GIVEN INSTRUCTION: Reproduce the passage from the diary entry below about the luxury bathtub, starting with "I have just" and going on through "life with Mummy.".

SELECTED EXTRACT:
☆ ☆ ☆ ☆ ☆

Saturday 30th March, 6pm – The Luxury Bathtub

I have just seen the most incredible bath and I really, really want to use it. Tucked between the inter-connecting master bedroom and dressing room is the en-suite, with a magnificent roll-top bath standing proudly in the centre of the cream carpeted space. In front of a large open-fireplace, the bather would face a wide oil painting of a reclining nude in muted tones. Several clues have suggested that the lady of the house might be a fine artist as well as interior designer: charcoal sketches framed on walls, drawing lessons done with the children. On the dining room table there are three pencil sketches of the stuffed owl which keeps watch from the mantlepiece. A rainy day drawing exercise perhaps, practising a still life with Mummy.

☆ ☆ ☆ ☆ ☆

DATA SHOWN:
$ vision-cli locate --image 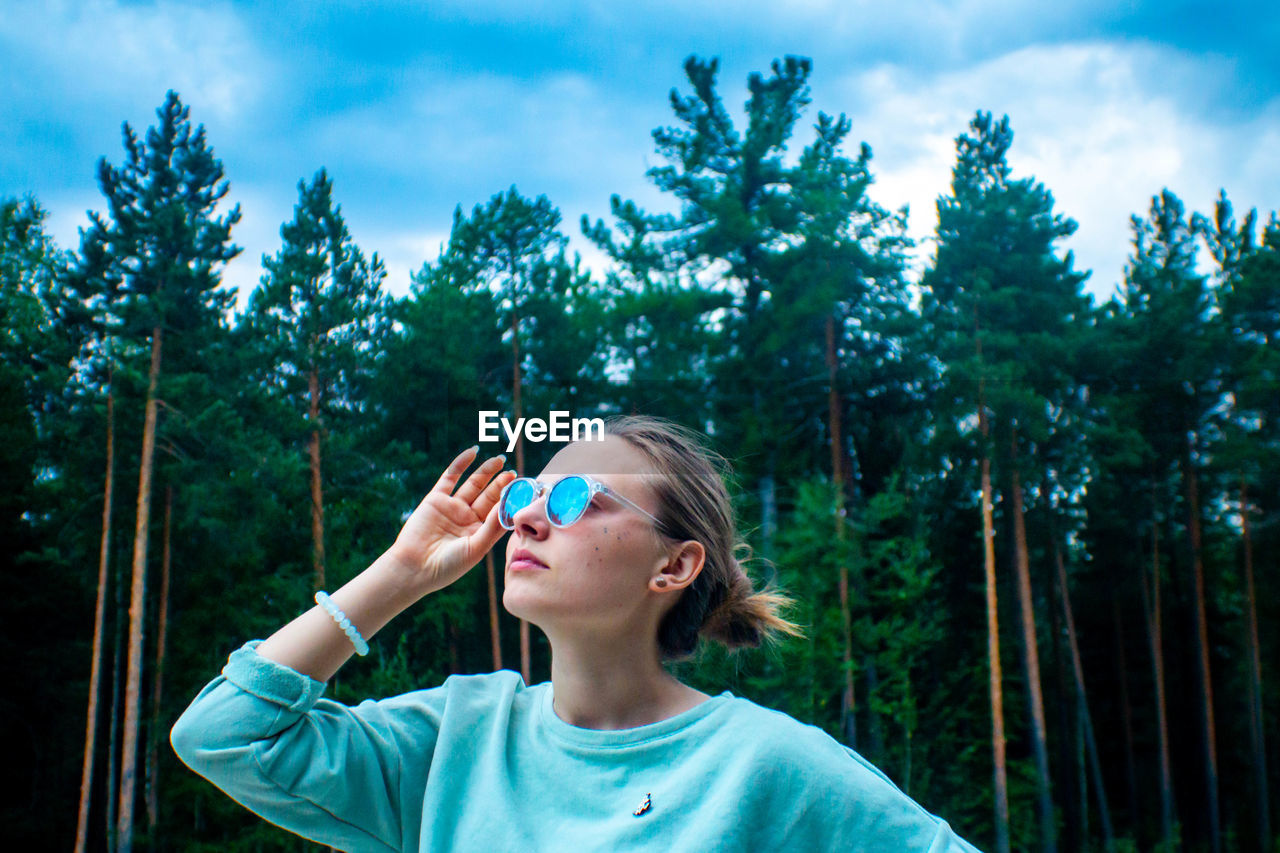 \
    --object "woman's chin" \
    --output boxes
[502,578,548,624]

☆ ☆ ☆ ☆ ☆

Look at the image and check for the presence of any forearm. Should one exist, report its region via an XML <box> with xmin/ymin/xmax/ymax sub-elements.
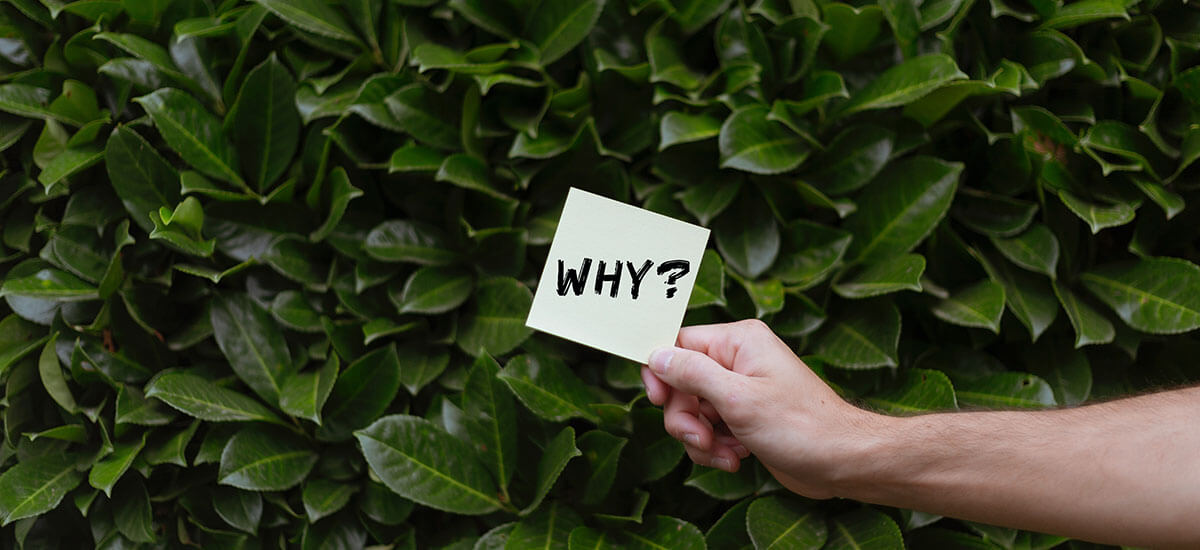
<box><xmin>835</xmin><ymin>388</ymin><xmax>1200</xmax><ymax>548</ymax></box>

☆ ☆ ☆ ☆ ☆

COMPLETED TASK:
I have just seen the most incredible bath and I really, really want to use it. Tucked between the inter-connecting master bedroom and dressing room is the en-suite, with a magnificent roll-top bath standing proudly in the centre of the cream carpeted space. In front of a large open-fireplace, the bather would face a wide oil painting of a reclining nude in muted tones. Several clues have suggested that the lady of the house might be a fine artist as well as interior designer: charcoal sketches framed on walls, drawing lessons done with the children. On the dining room table there are three pencil sketches of the stuffed owl which keeps watch from the mantlepiece. A rainy day drawing exercise perhaps, practising a still life with Mummy.